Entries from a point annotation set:
— start —
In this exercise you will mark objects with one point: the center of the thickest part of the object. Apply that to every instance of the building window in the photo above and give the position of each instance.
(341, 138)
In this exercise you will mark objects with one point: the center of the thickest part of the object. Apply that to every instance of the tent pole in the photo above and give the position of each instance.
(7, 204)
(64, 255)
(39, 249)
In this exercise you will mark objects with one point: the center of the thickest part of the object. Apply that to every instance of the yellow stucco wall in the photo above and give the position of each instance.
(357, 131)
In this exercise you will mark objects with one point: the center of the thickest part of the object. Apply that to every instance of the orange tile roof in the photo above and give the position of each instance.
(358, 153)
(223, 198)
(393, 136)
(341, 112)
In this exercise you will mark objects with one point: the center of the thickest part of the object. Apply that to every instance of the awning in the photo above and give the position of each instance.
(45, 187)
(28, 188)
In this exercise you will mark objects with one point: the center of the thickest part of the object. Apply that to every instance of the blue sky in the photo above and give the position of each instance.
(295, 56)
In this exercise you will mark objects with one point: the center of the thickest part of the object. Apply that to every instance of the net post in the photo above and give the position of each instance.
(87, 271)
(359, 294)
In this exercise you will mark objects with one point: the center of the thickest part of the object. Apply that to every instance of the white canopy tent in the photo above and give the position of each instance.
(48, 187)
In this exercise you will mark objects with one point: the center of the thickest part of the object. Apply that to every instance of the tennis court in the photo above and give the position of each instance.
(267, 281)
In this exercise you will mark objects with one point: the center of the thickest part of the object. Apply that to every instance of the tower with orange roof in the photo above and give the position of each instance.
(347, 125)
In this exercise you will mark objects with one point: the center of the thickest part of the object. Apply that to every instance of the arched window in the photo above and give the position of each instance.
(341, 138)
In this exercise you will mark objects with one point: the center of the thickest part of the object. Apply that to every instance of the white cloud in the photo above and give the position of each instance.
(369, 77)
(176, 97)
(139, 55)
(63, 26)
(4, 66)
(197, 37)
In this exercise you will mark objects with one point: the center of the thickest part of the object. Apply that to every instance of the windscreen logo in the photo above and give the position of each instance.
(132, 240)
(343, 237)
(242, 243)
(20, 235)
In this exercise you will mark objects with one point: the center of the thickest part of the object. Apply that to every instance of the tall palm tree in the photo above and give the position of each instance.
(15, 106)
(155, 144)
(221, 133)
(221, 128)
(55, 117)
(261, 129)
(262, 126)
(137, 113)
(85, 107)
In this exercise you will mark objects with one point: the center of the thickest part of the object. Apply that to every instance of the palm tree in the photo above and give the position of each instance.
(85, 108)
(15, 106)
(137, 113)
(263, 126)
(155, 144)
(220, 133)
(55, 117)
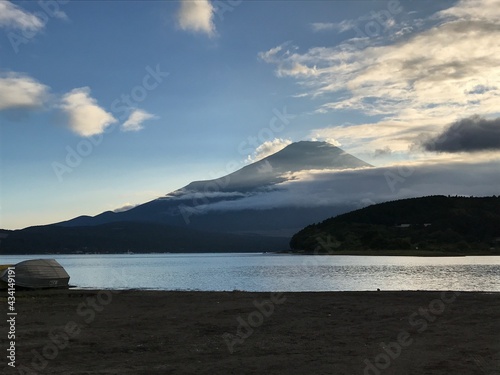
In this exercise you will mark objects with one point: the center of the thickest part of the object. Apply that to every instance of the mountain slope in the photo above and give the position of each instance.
(429, 223)
(247, 210)
(192, 205)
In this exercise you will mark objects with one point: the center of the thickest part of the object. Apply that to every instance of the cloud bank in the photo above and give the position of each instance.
(21, 91)
(196, 16)
(85, 116)
(467, 135)
(359, 187)
(13, 17)
(413, 76)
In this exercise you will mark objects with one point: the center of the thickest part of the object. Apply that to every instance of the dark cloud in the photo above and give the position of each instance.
(467, 135)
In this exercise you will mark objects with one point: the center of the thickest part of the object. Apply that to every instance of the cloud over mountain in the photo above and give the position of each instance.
(196, 16)
(85, 116)
(408, 75)
(21, 91)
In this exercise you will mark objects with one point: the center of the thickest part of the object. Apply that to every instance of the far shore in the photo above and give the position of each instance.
(410, 253)
(161, 332)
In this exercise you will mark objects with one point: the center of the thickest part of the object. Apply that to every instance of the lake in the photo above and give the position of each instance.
(277, 272)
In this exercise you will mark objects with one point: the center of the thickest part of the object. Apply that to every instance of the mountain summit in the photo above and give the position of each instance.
(299, 156)
(252, 209)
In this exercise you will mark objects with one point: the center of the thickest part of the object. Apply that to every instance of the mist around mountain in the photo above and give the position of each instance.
(261, 206)
(247, 210)
(463, 225)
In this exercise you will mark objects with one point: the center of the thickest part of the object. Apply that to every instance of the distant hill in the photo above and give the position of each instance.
(434, 223)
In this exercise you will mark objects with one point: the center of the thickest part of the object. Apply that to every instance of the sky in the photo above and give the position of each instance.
(108, 104)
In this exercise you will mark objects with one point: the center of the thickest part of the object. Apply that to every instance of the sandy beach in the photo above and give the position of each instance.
(151, 332)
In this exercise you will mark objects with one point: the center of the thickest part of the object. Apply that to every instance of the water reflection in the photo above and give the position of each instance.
(272, 272)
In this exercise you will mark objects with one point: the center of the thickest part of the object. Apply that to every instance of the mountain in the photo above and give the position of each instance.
(250, 209)
(435, 223)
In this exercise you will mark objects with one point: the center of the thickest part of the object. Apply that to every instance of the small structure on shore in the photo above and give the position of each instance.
(36, 274)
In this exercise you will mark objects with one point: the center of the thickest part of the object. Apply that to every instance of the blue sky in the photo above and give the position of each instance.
(105, 104)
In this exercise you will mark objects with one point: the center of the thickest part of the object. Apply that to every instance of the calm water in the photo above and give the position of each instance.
(272, 272)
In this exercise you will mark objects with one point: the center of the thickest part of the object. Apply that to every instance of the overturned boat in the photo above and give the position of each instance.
(37, 274)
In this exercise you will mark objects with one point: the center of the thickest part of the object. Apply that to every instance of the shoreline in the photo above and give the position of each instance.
(411, 253)
(197, 332)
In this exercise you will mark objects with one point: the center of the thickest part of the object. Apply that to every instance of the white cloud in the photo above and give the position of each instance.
(358, 187)
(417, 81)
(337, 26)
(196, 16)
(21, 91)
(268, 148)
(135, 120)
(85, 116)
(11, 16)
(127, 206)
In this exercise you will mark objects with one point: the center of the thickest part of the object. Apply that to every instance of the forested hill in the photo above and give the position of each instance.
(435, 223)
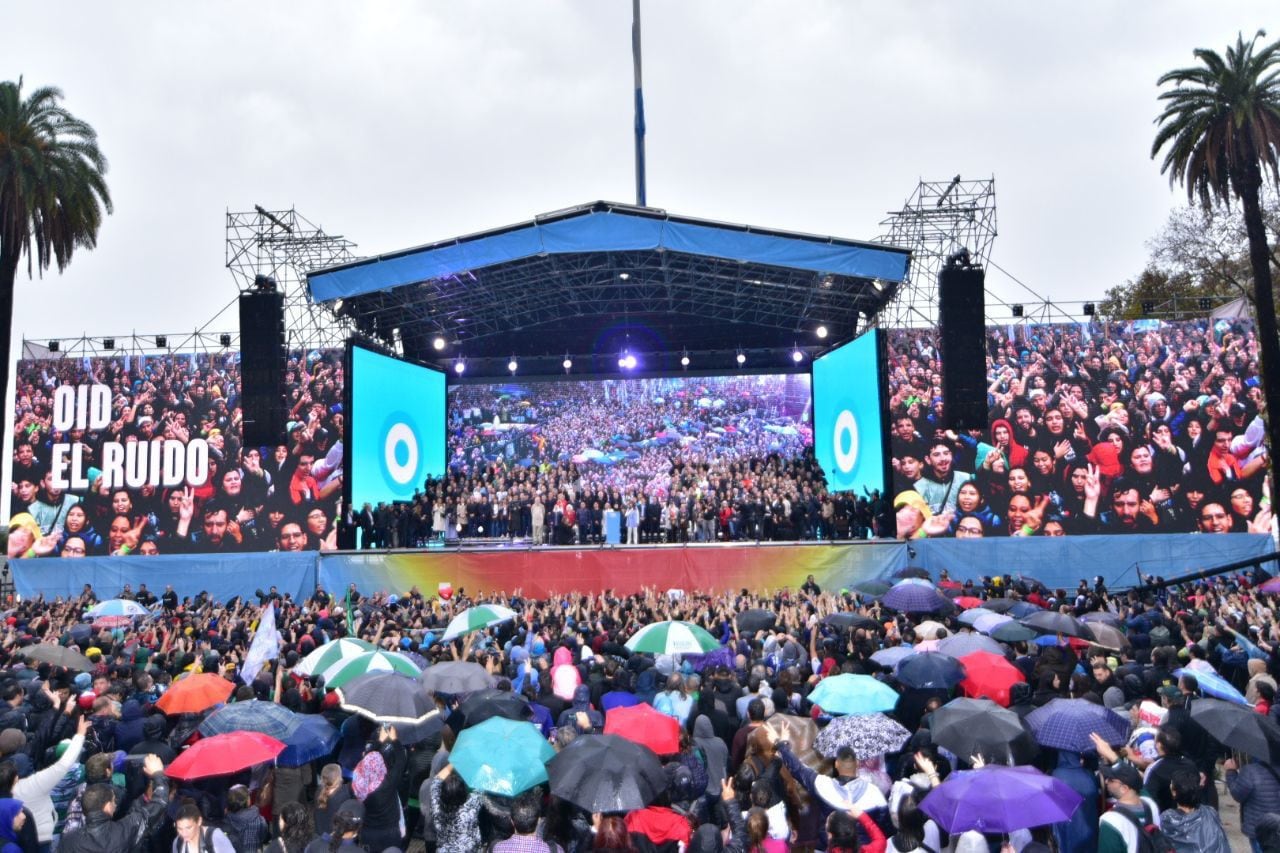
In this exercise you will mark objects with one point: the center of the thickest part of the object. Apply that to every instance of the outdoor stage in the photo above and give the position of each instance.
(543, 570)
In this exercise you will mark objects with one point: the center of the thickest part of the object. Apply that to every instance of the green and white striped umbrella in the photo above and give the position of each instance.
(365, 664)
(476, 619)
(325, 656)
(672, 638)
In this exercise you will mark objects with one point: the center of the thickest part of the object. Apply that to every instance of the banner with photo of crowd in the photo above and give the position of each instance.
(1138, 427)
(140, 455)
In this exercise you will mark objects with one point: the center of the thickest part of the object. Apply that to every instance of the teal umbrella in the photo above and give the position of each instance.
(851, 693)
(502, 756)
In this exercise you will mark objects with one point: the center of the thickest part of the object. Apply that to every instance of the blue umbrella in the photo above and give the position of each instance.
(1215, 685)
(1066, 724)
(314, 738)
(848, 693)
(929, 671)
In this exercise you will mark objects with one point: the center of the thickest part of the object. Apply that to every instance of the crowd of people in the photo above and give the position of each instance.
(1141, 427)
(255, 498)
(758, 765)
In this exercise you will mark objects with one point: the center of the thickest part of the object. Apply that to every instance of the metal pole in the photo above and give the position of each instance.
(639, 95)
— end —
WHAT YOU NEED TO DO: Copy the data character for character, but drop all pictures from the copy.

SOLUTION:
In this exercise you will mark objects with one point: the center of the thickest part of the object. Apply that to every instance of the building window in the photo above and give the position of each instance.
(341, 138)
In this exercise you will mark objects with one point: the center of the thickest part of the object. Apply that to every instance of the tent pole in the photo above and give the position of each instance.
(7, 204)
(64, 255)
(39, 249)
In this exercise you will mark objects with one point: the center of the thickest part of the object. Apply that to every instance of the yellow stucco wall in the photo above and give the position of each instance.
(357, 131)
In this exercise you will mark objects with one point: the center of the thickest part of the object. Apply that to every instance of the orange tile roof in the photo above and give the position of each instance.
(358, 153)
(223, 198)
(393, 136)
(341, 112)
In this exercise you will mark objects with one point: the center of the thickest part of the object. Apply that to every instance of the awning in the photo above and give the position of each instance.
(45, 187)
(28, 188)
In this exercise you will mark objects with one point: the center of the thickest part of the object. Apply that to every instance of the blue sky in the photo above and give the position of each instance.
(295, 56)
In this exercise you will mark objects with one point: the center of the thickest part of the object. Apply that to every instance of the net post in the photo above and give the position of each instance.
(87, 271)
(359, 294)
In this exercise you will mark objects with one point: the center of the thickest part of the object. Apply that to every instance of the white canopy tent in the photo above and give the position of each instance.
(48, 187)
In this exercise you will mark objects with one point: the center of the thickest part of the object. Apply that to every instance of the tennis court in the photo above and give the position of each instance.
(267, 281)
In this exercise you will mark objects with one point: the center of the thickest part of the object. Apply that to every instance of the tower with orange roof in the photo above and give the position of each instance.
(347, 125)
In this exercise you will mark objects with one point: the center of the thickest part of the object. Apply that to every instance of the arched window in the photo above and give the position of each instance.
(341, 138)
In this exercise you will mark objects with one point: the center of the thickest part of the object. Apply that to every instance of the white cloud in the photo above and give the position of each instance.
(369, 77)
(176, 97)
(139, 55)
(63, 26)
(4, 66)
(197, 37)
In this exercise you will mark objects with one point: the center of the thickest part of the object. Apply that to every instance of the windscreen logo in the photo above and give the position of each instance.
(132, 240)
(343, 237)
(242, 243)
(20, 235)
In this exercise you will mark objects with one point: the center of the thickest part of the object. Apply that to every instance of the tall palm tree in the photo above and give the position of each instance.
(15, 106)
(155, 144)
(221, 133)
(221, 128)
(55, 117)
(261, 129)
(262, 126)
(137, 113)
(85, 107)
In this exercise you will mark objects with one point: the center of the thickest part of the object. Apply that to every instance of the palm tree in the photo above and give the position of each instance.
(85, 108)
(15, 106)
(137, 113)
(263, 126)
(155, 144)
(220, 133)
(55, 117)
In this exercise you will mark objects with one point: the center of the thickest part of the object. Apply that to every instance of the mountain slope in the photo above and give the position of each instance.
(429, 223)
(247, 210)
(192, 205)
In this exercise you will mark objects with one point: the center of the thickest part of the object. Apply that to every instance of the cloud bank in the photo above and give the position of each instance.
(21, 91)
(196, 16)
(85, 116)
(467, 135)
(359, 187)
(13, 17)
(413, 76)
In this exercise you will mark objects with one point: the center of the thickest part of the object. Apply that to every instance of the dark cloud in the photo above and give the position of each instance.
(467, 135)
In this exercise you will mark objects with one point: the center of the thickest part of the object. Apply that to every instance of the cloud over mountain in the photo above and give the position of each instance.
(196, 16)
(85, 116)
(408, 75)
(21, 91)
In this exercise you will mark objects with one point: the center of the thickest part of the object. Apply that to every instance of the far shore in the photo above and give the position of each instance.
(410, 253)
(161, 332)
In this exercise you will mark objects with one point: the center of the thickest part of the object. Apply that to every instance of the lake in the photo above and give the position of each instance.
(277, 272)
In this exercise you will mark objects with one point: the center of the thickest part of the object. Apply that to every instance of the mountain summit in the photo above and give the position of each instance.
(299, 156)
(252, 209)
In this exercise you will mark objects with one point: the center of the thickest part of the object. Apply that to every instance of the mist around mountain in the photo above and give the position of each instance.
(261, 206)
(247, 210)
(463, 225)
In this exercise you will mark objects with one point: the center of the thickest part of the object. Apply that to every instance of the distant hill in the photo above and give the position of each instance.
(434, 223)
In this exercise you will mark objects with one point: the center of the thickest part of the object. Apply that to every instance of the sky in the photo above and give the position of each instance.
(108, 104)
In this exercise you will mark objects with one point: the center of the thickest part of the object. Apply that to every instance of the sandy beach in the photo above and give the position of each instance.
(151, 332)
In this exercise you will mark objects with one point: the center of the thickest part of the object. Apply that to every instance of the water reflection in the photo above and give the position of each instance.
(272, 272)
In this exercise you will mark objects with one point: the center of the thickest part of the object. Apply that to every instance of the mountain in the photo above and give the position of each instance.
(250, 209)
(435, 223)
In this exercise you will mark objects with one point: the center of the thickest part of the object. Apply that to every instance of the small structure on shore in the photo above and give the position of each instance.
(36, 274)
In this exercise you will mark objects with one point: the center of the thickest part of the object. Apply that to every instance of the blue sky in the photo above and give the position of each instance.
(105, 104)
In this exercise you will mark objects with one point: the center of the thickest part of the object. Apply that to every instance of the calm water in the photo above and give the position of each instance.
(272, 272)
In this exercise you will mark objects with one point: the center of the thickest part of the object. Apply that to every instance of the overturned boat in the photo above and give the position of each instance.
(37, 274)
In this exercise you will mark objects with one point: the center of the thickest part of the object. Apply that to every instance of the shoreline in the photo above and give the position of each instance.
(411, 253)
(197, 332)
In this exercise you will mark objects with one point: the center of the thickest part of the object. Apply that to every instance of the white cloud in the photo above and give the position of each instance.
(358, 187)
(417, 81)
(337, 26)
(196, 16)
(21, 91)
(268, 148)
(135, 120)
(85, 116)
(11, 16)
(127, 206)
In this exercise you will mark objects with one point: the center of the thickest part of the object. Apply that to every instance of the forested hill in the photo above and give the position of each instance.
(435, 223)
In this exercise you will mark objects with one point: the center of the thickest part of the object. Apply that to every instance of the outdoor stage in the photo above and give the position of each instance.
(543, 570)
In this exercise you will mark objects with one point: the center of the thickest part of the object. Apply that to every instance of the green and white striped umbrella in the photo above and give the position of each instance.
(365, 664)
(476, 619)
(325, 656)
(672, 638)
In this exercise you will mark objects with one point: the center of the thickest part of the object. Apply that to every instance of the banner with photo of crowd in the photo above and give the position of each instance.
(1138, 427)
(140, 455)
In this exercise you will mark objects with one point: the center of the thickest part of the object. Apply that to every instance of the teal umbrella in the photo above and give the position of each instance.
(851, 693)
(502, 756)
In this exercise you will mark objects with one point: the center of the thickest part of the object. Apply that to every instance of the blue umbrella in the photo above and give the position of each instance.
(1215, 685)
(1066, 724)
(314, 738)
(848, 693)
(929, 671)
In this exercise you will mark objects with one point: the center of the thickest part of the object. Apply that to every instance of the crowd of people in the photo above and give the position of each instance.
(1141, 427)
(255, 498)
(758, 765)
In this exercise you will mark objects with one point: the center of the thickest part of the object. Apply that to every instance of the metal pole in the photo above and give the position of each instance.
(639, 95)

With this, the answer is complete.